Description of the task - Write out the records that appear below, verbatim and complete, but without pictures.

Start of Block

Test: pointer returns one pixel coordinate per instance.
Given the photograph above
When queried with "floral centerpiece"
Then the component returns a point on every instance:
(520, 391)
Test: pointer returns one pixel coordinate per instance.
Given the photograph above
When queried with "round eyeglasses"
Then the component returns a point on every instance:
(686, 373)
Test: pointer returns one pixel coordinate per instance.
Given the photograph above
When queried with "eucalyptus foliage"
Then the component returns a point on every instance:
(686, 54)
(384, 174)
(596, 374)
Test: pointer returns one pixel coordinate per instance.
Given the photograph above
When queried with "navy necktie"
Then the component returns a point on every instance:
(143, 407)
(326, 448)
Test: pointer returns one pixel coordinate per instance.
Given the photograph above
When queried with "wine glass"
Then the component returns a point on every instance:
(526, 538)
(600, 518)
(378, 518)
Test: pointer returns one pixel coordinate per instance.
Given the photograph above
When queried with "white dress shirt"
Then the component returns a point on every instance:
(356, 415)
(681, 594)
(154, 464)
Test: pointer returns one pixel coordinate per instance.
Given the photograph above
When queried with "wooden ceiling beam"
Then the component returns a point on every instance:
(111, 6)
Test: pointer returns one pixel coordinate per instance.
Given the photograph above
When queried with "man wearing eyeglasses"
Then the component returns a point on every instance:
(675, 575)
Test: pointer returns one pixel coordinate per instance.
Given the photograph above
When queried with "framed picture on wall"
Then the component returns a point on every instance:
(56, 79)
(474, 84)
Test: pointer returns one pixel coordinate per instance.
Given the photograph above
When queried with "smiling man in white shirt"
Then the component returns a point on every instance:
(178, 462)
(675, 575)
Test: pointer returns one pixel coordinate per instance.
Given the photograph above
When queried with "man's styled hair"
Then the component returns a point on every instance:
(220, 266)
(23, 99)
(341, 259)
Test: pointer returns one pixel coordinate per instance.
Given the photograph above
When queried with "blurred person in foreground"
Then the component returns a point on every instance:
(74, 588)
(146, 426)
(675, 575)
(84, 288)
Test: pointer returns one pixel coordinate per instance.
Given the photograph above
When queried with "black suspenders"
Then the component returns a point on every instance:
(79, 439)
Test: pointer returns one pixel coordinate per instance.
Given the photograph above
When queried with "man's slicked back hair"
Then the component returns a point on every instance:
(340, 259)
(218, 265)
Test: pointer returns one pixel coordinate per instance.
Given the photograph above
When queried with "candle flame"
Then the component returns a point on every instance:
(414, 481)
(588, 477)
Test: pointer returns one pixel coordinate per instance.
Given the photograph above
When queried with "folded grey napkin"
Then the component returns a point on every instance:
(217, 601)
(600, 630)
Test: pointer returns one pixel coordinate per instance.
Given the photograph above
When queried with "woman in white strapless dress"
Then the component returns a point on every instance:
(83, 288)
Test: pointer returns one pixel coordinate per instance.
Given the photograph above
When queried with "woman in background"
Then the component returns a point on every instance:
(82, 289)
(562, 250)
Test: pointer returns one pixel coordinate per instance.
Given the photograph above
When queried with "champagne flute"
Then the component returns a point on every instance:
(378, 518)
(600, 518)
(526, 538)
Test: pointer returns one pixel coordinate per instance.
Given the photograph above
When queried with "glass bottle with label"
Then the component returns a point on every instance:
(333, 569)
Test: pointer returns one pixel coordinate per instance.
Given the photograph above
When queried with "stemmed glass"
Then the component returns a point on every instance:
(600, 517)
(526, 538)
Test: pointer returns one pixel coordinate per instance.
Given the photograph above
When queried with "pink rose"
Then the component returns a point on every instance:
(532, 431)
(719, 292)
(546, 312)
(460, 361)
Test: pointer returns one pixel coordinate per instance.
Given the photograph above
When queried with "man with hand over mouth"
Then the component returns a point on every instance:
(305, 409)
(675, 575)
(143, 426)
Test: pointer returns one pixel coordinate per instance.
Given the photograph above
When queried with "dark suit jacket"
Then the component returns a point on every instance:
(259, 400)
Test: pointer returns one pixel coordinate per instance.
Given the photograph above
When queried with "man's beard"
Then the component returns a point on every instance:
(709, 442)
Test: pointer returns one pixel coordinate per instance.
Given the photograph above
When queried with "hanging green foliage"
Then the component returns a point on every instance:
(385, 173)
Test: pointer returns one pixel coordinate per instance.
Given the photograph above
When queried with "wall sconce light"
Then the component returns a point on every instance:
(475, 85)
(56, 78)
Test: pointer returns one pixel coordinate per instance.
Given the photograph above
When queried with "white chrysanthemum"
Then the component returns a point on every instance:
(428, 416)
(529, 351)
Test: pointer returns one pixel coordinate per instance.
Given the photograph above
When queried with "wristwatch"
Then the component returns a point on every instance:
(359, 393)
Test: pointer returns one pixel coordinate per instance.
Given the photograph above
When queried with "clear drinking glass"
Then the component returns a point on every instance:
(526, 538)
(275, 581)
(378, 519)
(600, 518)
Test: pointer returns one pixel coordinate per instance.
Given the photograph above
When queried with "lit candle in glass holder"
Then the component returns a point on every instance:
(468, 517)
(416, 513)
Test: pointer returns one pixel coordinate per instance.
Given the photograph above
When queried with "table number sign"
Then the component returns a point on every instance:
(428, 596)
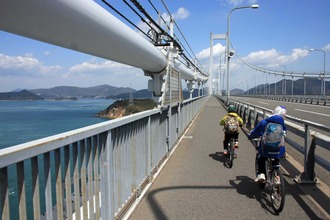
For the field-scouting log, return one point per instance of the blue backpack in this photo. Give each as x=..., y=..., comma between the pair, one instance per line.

End of Block

Solution to this exercise -
Test: pointer returns one pixel coordinate per instance.
Given the photograph above
When queried with "floral centerpiece"
Then the component returns a point on every instance:
(520, 391)
Test: pointer returns one pixel coordinate per instance.
Given the photograph above
When queried with "round eyeglasses"
Then the component returns a point on every instance:
(686, 373)
Test: pointer returns one pixel coordinate per instance.
Given the photograph above
When queried with "eucalyptus foliage"
Then the component returns a point on every instance:
(686, 54)
(384, 174)
(596, 374)
Test: pointer returns one pixel coordinate per instance.
Given the photograph above
When queried with "navy necktie"
Then the component returns a point on every instance:
(143, 407)
(326, 448)
Test: pointer returns one pixel coordinate per instance.
Given the photograph above
When queried with "wine glass"
Then the component returns a point on every instance:
(526, 538)
(600, 518)
(378, 518)
Test: pointer returns one pixel coordinate per instance.
Given the photograph above
When queried with "white dress shirt"
Then the component returns a point on every instance:
(356, 415)
(681, 594)
(154, 464)
Test: pointer returns one pixel coordinate per instance.
Given the photograph above
When queried with "wooden ceiling beam"
Then the component returns a point on every instance:
(111, 6)
Test: pointer returns one pixel coordinate per instance.
Given the photograph above
When queried with "man wearing eyeglasses"
Then the component returns a point on every instance:
(675, 575)
Test: pointer returns one pixel coordinate per instance.
Given the photograph above
When queried with "framed picture on wall"
Then the component returns a point on every instance:
(56, 79)
(474, 84)
Test: pointer returns one pixel coordinate per instance.
Given the photograph above
When queried with "smiling man in white shirt"
Then the component returns a point on every instance:
(178, 462)
(675, 575)
Test: pointer returns one pixel coordinate per instance.
Given the photograph above
When queried with "man's styled hair"
Then the component returns a point on every instance:
(220, 266)
(23, 99)
(341, 259)
Test: pointer returns one pixel coordinate per instance.
Given the photograph above
When queried with "blurred person in foreground"
Then the component returns a point on every instance:
(74, 588)
(146, 426)
(675, 575)
(84, 288)
Test: pointer returns one pixel coordinate per instance.
Given the photograph above
When queried with "black suspenders"
Then the component returns a point on every instance:
(79, 439)
Test: pointer returns one pixel coordinate per instance.
Given the photograph above
When queried with "man's slicked back hair"
Then the component returns a point on every instance:
(340, 259)
(218, 265)
Test: pointer returns one pixel coordinate per instance.
Given the photograph above
When queried with "candle flame"
Then the component returns a point on every instance:
(414, 481)
(588, 477)
Test: pointer returns one pixel coordinate per instance.
Given the photograph above
When queried with "folded grey napkin"
Then the component returns a point on every instance:
(217, 601)
(600, 630)
Test: pointer returns one pixel coordinate per instance.
Given the photograph above
When queried with "woman in white strapless dress"
Then the component returns a point on every instance:
(83, 288)
Test: pointer returns one pixel coordinate per instance.
Given the photograph above
When queried with "woman in background"
Then the component returns a point on every instance:
(82, 289)
(562, 250)
Test: pointer returns one pixel coordinate per instance.
Given the photograph above
When queried with "champagne flute"
Then the component returns a point on every instance:
(378, 518)
(600, 518)
(526, 538)
Test: pointer returns one pixel coordinate per instance.
Given the photograph above
When queried with "glass bottle with label"
Then the component returns a point on every instance:
(333, 569)
Test: pointer returns one pixel coordinate per instance.
Given the photograph above
When queried with "stemmed glass"
Then the component returns a point on every instance:
(600, 517)
(526, 538)
Test: pointer returns one pixel coordinate per instance.
Given the photograph above
When queried with "pink rose"
Then the component returns a point on every instance:
(532, 431)
(719, 292)
(546, 312)
(460, 361)
Test: pointer returns one pixel coordinate per instance.
Given the photograph above
When queried with "man with hand over mouth"
Then the component returns a point on every instance:
(305, 409)
(675, 575)
(143, 426)
Test: pointer returns one pixel coordinate per instance.
Given the photograph above
When queried with "dark suit jacket"
Then the component returns a point on every instance:
(259, 400)
Test: pointer returns one pixel coordinate per instance.
Given the photograph above
When queried with "man's beard"
Then the component returns a point on every instance:
(709, 442)
Test: pointer returns one pixel coordinate per instance.
Given the photograph above
When queried with "hanging green foliage"
Then the component returns a point on every instance:
(385, 173)
Test: pointer returns one pixel coordinate per instance.
Given the photograph above
When queried with "wall sconce light"
Then the component returns a point on every instance:
(475, 85)
(56, 78)
Test: pointer returns one pixel coordinate per instance.
Given the photograph above
When queried with "white chrysanthemum"
Then the component returns a point on every instance:
(428, 416)
(529, 351)
Test: pointer returns one pixel coordinate per instance.
Given the photograph above
When queried with "wristwatch"
Then the component returns a point on every instance:
(359, 393)
Test: pointer returns one pixel coordinate per instance.
Given the photograph above
When queried with "clear drinking glass"
Then the component returns a point on every instance:
(526, 538)
(275, 581)
(378, 519)
(600, 518)
Test: pointer returns one pixel coordinate per instance.
Given the photograph above
When queried with "lit candle in glass holder"
Then the component returns a point on every instance:
(468, 517)
(416, 513)
Test: pointer returns one pixel coordinate per instance.
Given the photograph above
When queried with "table number sign"
Then the component returns a point on every instance:
(428, 596)
For the field-scouting log, return one point per instance of the blue backpack in this photo. Give each as x=..., y=..., comma between the pair, one instance per line.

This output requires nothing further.